* _Work to complete_
Once the line containing "box: [419, 15, 450, 38]" is found in the entries below, reproduce it and every line after it, stopping at and including the line containing "36L430 43H439L446 36L444"; reproduce nothing else, and keep each line exact.
==== Source material
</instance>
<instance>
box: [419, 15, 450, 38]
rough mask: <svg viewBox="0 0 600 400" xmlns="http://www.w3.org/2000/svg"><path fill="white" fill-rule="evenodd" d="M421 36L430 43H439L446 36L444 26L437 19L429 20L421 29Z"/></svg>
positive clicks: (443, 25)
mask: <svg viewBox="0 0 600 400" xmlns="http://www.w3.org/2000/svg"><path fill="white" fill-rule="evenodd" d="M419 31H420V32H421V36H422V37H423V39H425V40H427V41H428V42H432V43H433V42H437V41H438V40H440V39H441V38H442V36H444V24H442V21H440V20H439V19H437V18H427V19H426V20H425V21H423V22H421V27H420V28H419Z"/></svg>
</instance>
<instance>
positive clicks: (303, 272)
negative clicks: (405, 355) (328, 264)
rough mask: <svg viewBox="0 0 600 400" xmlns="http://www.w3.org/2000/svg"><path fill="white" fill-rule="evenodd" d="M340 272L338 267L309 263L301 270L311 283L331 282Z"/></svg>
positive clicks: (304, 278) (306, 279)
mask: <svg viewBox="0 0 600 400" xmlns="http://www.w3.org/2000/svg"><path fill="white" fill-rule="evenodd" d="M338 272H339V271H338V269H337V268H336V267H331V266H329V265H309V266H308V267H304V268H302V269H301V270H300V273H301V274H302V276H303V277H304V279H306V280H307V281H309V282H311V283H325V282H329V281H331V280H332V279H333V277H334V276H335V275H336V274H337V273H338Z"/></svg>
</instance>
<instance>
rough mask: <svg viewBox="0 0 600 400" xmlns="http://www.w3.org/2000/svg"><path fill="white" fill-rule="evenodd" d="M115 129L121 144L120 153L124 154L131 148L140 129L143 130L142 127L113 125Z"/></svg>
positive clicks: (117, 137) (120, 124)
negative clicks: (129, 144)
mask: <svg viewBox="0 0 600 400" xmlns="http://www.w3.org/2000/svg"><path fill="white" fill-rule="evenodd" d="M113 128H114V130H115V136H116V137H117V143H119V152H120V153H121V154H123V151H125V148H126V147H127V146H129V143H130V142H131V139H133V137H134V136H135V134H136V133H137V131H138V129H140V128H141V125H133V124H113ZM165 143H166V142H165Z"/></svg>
========
* _Task solution_
box: [419, 15, 450, 38]
rough mask: <svg viewBox="0 0 600 400" xmlns="http://www.w3.org/2000/svg"><path fill="white" fill-rule="evenodd" d="M421 36L430 43H439L446 36L444 26L437 19L429 20L421 29Z"/></svg>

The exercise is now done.